* WORK TO COMPLETE *
Transcribe each entry shown below with no difference from the original.

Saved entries

☆ ☆ ☆ ☆

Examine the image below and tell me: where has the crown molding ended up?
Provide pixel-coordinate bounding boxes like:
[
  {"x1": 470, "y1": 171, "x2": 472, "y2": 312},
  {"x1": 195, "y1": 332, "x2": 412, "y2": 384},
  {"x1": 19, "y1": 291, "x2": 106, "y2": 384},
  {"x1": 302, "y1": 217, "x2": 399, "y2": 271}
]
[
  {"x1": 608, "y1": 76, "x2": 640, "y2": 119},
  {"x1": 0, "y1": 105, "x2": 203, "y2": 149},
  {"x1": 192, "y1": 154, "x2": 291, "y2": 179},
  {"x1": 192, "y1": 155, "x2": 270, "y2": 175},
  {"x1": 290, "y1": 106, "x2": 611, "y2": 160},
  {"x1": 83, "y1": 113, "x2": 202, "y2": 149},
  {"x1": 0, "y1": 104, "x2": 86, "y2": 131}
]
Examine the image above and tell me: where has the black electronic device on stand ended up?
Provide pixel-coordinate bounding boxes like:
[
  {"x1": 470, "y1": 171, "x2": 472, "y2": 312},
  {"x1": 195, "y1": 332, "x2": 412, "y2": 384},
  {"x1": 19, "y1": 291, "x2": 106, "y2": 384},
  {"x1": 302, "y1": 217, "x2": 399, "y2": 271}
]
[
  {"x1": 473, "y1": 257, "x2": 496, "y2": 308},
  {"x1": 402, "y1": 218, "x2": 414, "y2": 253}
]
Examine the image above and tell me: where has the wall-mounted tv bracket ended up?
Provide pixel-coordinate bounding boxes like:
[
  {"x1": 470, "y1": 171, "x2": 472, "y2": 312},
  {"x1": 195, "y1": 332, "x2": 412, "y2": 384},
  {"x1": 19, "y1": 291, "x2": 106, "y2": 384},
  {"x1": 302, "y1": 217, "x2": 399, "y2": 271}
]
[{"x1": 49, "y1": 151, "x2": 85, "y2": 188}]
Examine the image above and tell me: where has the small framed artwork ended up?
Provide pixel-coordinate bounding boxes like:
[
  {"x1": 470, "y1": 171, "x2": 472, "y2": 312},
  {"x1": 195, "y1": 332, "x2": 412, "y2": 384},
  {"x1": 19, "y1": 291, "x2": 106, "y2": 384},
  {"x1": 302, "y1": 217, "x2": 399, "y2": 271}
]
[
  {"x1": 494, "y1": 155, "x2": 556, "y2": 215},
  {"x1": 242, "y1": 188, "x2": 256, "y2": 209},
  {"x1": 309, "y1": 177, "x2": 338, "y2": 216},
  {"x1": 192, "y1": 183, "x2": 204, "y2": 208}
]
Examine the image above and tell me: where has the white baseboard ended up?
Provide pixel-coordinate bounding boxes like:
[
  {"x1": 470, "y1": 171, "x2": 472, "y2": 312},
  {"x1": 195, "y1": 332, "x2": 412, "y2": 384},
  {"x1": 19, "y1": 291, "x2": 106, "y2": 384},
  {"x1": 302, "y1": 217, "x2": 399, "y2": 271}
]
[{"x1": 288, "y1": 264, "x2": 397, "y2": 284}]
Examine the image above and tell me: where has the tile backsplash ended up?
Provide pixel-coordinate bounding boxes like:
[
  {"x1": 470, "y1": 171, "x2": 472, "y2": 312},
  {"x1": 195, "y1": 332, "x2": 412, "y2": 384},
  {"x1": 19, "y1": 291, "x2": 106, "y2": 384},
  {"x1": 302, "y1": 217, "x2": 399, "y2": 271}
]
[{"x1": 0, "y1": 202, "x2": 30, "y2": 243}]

☆ ☆ ☆ ☆

* ANSWER FOR THIS EXERCISE *
Examine the image below and tell me: where has the crown molding ended up?
Provide pixel-coordinate bounding boxes like:
[
  {"x1": 470, "y1": 171, "x2": 472, "y2": 312},
  {"x1": 195, "y1": 332, "x2": 412, "y2": 384},
  {"x1": 19, "y1": 291, "x2": 106, "y2": 384},
  {"x1": 302, "y1": 217, "x2": 399, "y2": 271}
]
[
  {"x1": 608, "y1": 76, "x2": 640, "y2": 119},
  {"x1": 0, "y1": 105, "x2": 203, "y2": 149},
  {"x1": 192, "y1": 154, "x2": 291, "y2": 179},
  {"x1": 192, "y1": 155, "x2": 270, "y2": 175},
  {"x1": 290, "y1": 106, "x2": 611, "y2": 160},
  {"x1": 83, "y1": 113, "x2": 202, "y2": 149},
  {"x1": 0, "y1": 104, "x2": 86, "y2": 131}
]
Examine the image above and tell me: where has the black electronic device on stand ended up?
Provide pixel-coordinate bounding boxes like:
[
  {"x1": 470, "y1": 171, "x2": 472, "y2": 312},
  {"x1": 195, "y1": 332, "x2": 412, "y2": 384},
  {"x1": 19, "y1": 291, "x2": 106, "y2": 384},
  {"x1": 302, "y1": 217, "x2": 399, "y2": 271}
]
[
  {"x1": 473, "y1": 257, "x2": 496, "y2": 308},
  {"x1": 402, "y1": 218, "x2": 414, "y2": 253}
]
Examine the image above and tell me: where has the wall-mounted tv bracket ended up?
Provide pixel-coordinate bounding boxes like:
[
  {"x1": 470, "y1": 171, "x2": 472, "y2": 312},
  {"x1": 195, "y1": 332, "x2": 412, "y2": 384},
  {"x1": 19, "y1": 291, "x2": 106, "y2": 384},
  {"x1": 302, "y1": 217, "x2": 399, "y2": 271}
]
[{"x1": 49, "y1": 151, "x2": 85, "y2": 188}]
Examine the image above and tell me: where has the small framed artwork ended up?
Provide pixel-coordinate bounding boxes like:
[
  {"x1": 470, "y1": 171, "x2": 472, "y2": 312},
  {"x1": 195, "y1": 332, "x2": 412, "y2": 384},
  {"x1": 19, "y1": 291, "x2": 106, "y2": 384},
  {"x1": 302, "y1": 217, "x2": 399, "y2": 271}
]
[
  {"x1": 494, "y1": 155, "x2": 556, "y2": 215},
  {"x1": 242, "y1": 188, "x2": 256, "y2": 209},
  {"x1": 309, "y1": 177, "x2": 338, "y2": 216},
  {"x1": 192, "y1": 183, "x2": 204, "y2": 208}
]
Examine the image above and tell me: where has the white baseboard ended up?
Provide pixel-coordinate bounding boxes like:
[
  {"x1": 470, "y1": 171, "x2": 472, "y2": 312},
  {"x1": 195, "y1": 332, "x2": 412, "y2": 384},
  {"x1": 19, "y1": 291, "x2": 106, "y2": 384},
  {"x1": 302, "y1": 217, "x2": 399, "y2": 271}
]
[{"x1": 288, "y1": 264, "x2": 397, "y2": 284}]
Examine the image above and tell me: where has the tile backsplash ended up?
Provide pixel-coordinate bounding boxes like:
[
  {"x1": 470, "y1": 171, "x2": 472, "y2": 312},
  {"x1": 195, "y1": 332, "x2": 412, "y2": 384},
  {"x1": 19, "y1": 291, "x2": 106, "y2": 384},
  {"x1": 302, "y1": 217, "x2": 399, "y2": 271}
]
[{"x1": 0, "y1": 202, "x2": 30, "y2": 243}]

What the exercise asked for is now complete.